- Task details: Please repeat the rows below word for word, starting at the beginning of the rows and ending at the line that contains "x=110, y=546", with both ends included. Leave the pictures out of your answer.

[start]

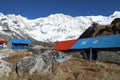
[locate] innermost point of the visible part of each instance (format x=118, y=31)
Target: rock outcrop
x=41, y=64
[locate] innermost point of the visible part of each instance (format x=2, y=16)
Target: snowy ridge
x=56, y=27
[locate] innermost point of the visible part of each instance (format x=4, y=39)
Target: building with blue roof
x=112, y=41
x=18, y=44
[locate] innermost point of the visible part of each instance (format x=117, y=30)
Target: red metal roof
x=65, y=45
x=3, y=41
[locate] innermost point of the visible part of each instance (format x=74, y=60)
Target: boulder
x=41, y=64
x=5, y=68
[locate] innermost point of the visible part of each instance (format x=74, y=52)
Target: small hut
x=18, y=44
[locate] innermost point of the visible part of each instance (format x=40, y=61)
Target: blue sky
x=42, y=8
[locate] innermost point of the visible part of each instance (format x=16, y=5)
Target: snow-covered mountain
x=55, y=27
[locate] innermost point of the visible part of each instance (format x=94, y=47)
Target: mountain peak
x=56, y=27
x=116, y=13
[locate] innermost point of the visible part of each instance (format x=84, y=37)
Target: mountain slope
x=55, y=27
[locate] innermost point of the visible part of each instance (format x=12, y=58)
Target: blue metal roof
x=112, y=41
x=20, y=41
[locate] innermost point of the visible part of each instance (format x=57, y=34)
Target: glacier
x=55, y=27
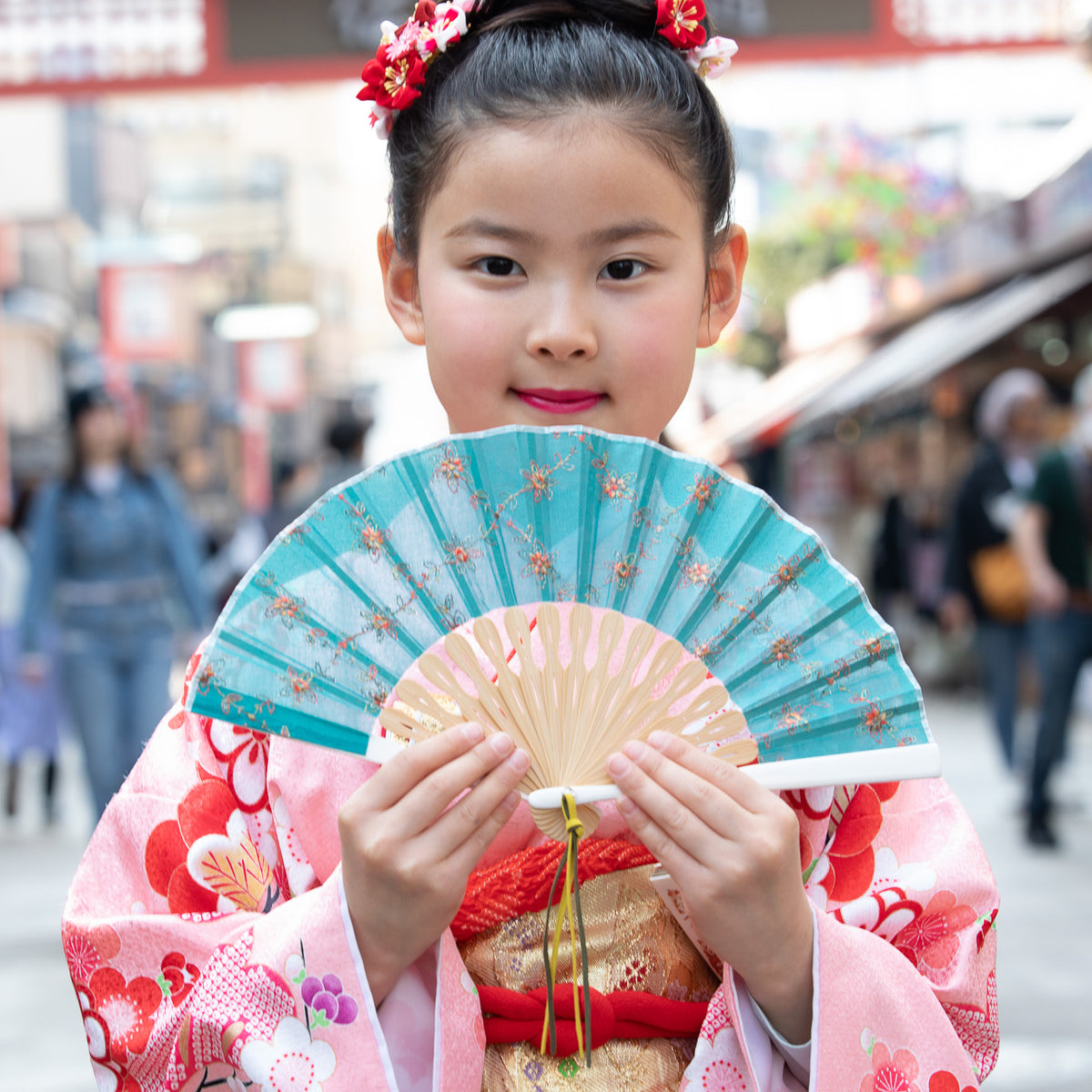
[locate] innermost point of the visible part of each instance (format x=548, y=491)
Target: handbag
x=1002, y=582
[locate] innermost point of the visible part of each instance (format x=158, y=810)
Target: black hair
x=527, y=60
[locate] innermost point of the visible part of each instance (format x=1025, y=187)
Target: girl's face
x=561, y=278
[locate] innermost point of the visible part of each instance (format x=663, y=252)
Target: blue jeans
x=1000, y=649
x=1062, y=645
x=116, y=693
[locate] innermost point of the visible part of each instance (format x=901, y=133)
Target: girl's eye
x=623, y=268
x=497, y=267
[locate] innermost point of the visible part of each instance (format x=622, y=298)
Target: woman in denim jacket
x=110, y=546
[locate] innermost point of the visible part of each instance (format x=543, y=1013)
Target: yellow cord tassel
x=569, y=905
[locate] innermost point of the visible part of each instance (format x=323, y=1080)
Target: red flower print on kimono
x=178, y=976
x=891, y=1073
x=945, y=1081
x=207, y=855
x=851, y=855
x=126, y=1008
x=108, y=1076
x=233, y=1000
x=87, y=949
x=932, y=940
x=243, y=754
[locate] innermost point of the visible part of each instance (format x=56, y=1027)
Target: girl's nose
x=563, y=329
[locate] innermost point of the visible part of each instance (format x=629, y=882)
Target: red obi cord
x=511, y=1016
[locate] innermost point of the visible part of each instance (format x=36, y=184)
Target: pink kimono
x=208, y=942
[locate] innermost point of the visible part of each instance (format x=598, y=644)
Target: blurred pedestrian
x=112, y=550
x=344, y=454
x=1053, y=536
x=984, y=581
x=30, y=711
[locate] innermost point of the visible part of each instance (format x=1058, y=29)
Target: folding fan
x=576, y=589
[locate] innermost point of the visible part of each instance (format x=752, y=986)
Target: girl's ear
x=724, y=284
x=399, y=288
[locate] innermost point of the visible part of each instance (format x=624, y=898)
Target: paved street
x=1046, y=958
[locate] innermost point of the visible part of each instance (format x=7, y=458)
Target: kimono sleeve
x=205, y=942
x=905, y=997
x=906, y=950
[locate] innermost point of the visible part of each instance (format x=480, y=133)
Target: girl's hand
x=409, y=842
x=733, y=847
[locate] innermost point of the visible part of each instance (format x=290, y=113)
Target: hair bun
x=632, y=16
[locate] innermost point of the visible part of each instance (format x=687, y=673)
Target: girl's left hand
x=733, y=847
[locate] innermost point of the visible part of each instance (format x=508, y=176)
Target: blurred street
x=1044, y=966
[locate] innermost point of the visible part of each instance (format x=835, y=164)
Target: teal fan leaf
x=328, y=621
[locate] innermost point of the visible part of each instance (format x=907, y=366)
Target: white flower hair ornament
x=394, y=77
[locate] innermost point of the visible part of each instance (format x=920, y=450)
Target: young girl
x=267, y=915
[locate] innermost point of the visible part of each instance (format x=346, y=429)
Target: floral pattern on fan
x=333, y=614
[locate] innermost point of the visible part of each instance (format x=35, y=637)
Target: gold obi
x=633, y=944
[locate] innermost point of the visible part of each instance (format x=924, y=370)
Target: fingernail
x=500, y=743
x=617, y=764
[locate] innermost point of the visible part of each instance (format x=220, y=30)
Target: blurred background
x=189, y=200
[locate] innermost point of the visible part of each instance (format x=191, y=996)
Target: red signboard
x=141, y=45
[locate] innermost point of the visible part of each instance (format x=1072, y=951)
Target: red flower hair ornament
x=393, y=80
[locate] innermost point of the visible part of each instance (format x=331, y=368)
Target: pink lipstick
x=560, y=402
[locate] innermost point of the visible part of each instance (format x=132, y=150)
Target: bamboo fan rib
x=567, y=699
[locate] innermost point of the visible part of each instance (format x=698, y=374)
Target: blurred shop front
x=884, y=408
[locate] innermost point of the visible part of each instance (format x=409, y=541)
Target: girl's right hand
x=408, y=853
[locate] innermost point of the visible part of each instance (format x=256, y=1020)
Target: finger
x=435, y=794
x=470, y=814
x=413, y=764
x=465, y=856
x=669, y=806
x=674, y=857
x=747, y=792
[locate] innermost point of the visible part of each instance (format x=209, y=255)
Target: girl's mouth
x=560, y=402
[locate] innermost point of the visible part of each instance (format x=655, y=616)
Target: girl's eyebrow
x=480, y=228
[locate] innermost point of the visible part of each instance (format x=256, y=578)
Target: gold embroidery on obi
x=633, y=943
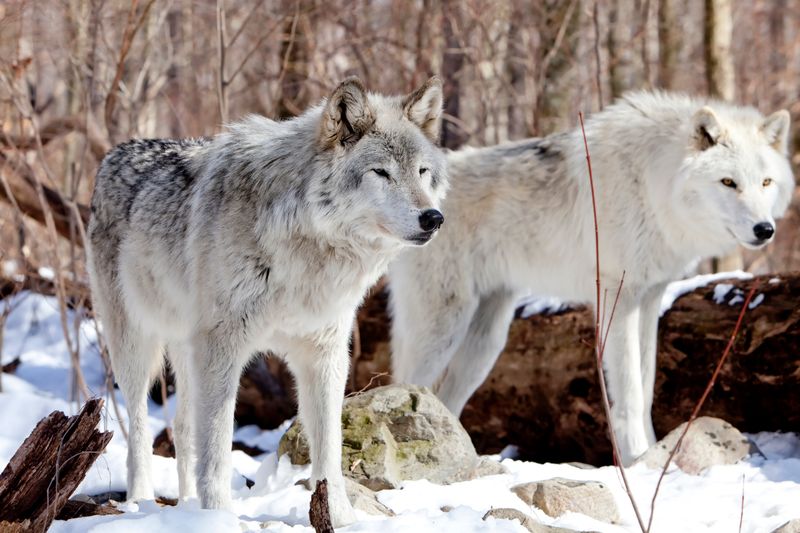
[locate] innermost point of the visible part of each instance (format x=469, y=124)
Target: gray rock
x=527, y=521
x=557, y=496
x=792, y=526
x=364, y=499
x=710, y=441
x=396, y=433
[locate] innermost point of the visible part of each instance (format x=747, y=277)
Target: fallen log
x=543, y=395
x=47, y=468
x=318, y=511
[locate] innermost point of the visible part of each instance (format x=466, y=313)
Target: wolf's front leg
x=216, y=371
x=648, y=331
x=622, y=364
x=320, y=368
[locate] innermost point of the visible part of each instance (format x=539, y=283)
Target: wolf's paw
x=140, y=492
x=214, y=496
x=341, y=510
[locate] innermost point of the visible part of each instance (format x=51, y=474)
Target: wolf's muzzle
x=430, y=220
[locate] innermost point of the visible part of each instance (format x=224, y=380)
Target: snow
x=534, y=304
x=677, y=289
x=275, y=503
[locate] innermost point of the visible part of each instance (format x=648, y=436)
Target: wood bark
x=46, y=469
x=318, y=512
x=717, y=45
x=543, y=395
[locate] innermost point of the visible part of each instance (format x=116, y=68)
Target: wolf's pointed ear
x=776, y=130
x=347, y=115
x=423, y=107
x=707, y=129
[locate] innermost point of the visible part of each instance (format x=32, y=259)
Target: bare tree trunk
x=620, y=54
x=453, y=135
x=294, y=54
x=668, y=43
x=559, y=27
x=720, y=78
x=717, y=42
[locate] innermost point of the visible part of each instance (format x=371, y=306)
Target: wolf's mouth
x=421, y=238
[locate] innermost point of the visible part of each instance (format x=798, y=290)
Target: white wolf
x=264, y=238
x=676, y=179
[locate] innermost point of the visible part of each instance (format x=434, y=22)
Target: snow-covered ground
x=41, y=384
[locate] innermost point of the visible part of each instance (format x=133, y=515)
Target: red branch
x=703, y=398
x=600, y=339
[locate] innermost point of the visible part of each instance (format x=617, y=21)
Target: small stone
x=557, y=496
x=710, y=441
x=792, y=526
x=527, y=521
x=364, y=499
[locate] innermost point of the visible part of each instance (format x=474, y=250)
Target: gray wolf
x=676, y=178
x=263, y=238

[end]

- Answer below:
[locate] innermost point of the visible part of each instance (format x=118, y=31)
Target: rock outcrop
x=41, y=64
[locate] innermost point of the visible part of each instance (format x=2, y=16)
Target: snowy ridge
x=56, y=27
[locate] innermost point of the visible part of each instance (format x=4, y=39)
Target: building with blue roof
x=112, y=41
x=18, y=44
[locate] innermost point of the visible part of each instance (format x=117, y=30)
Target: red metal roof
x=65, y=45
x=3, y=41
[locate] innermost point of the visible part of each instance (format x=74, y=60)
Target: boulder
x=41, y=64
x=5, y=68
[locate] innermost point of the visible part of each instance (format x=74, y=52)
Target: small hut
x=18, y=44
[locate] innermost point of the visible part of each instance (format x=40, y=61)
Target: blue sky
x=42, y=8
[locate] innermost point of the visible part of each instance (format x=16, y=5)
Target: snow-covered mountain
x=55, y=27
[locate] innermost point of the visible part of each instance (format x=94, y=47)
Target: mountain peak
x=56, y=27
x=116, y=13
[locate] innermost point of the visible part of each instance (format x=84, y=37)
Target: mountain slope
x=55, y=27
[locate] innermost point of the visible part of each instance (format x=12, y=58)
Target: blue metal roof
x=112, y=41
x=20, y=41
[locate] innermost point of the visible part of each instance (format x=57, y=34)
Target: glacier
x=55, y=27
[locate] innermost point of the visible part of each instance (format x=548, y=491)
Target: handbag
x=1002, y=582
[locate] innermost point of the visible part of each instance (format x=158, y=810)
Target: black hair
x=527, y=60
[locate] innermost point of the visible part of each instance (format x=1025, y=187)
Target: girl's face
x=561, y=278
[locate] innermost point of the visible part of each instance (format x=663, y=252)
Target: blue jeans
x=1000, y=649
x=1062, y=645
x=116, y=693
[locate] innermost point of the visible part of each instance (format x=901, y=133)
Target: girl's eye
x=623, y=268
x=497, y=267
[locate] innermost point of the visible part of each instance (format x=622, y=298)
Target: woman in denim jacket
x=110, y=546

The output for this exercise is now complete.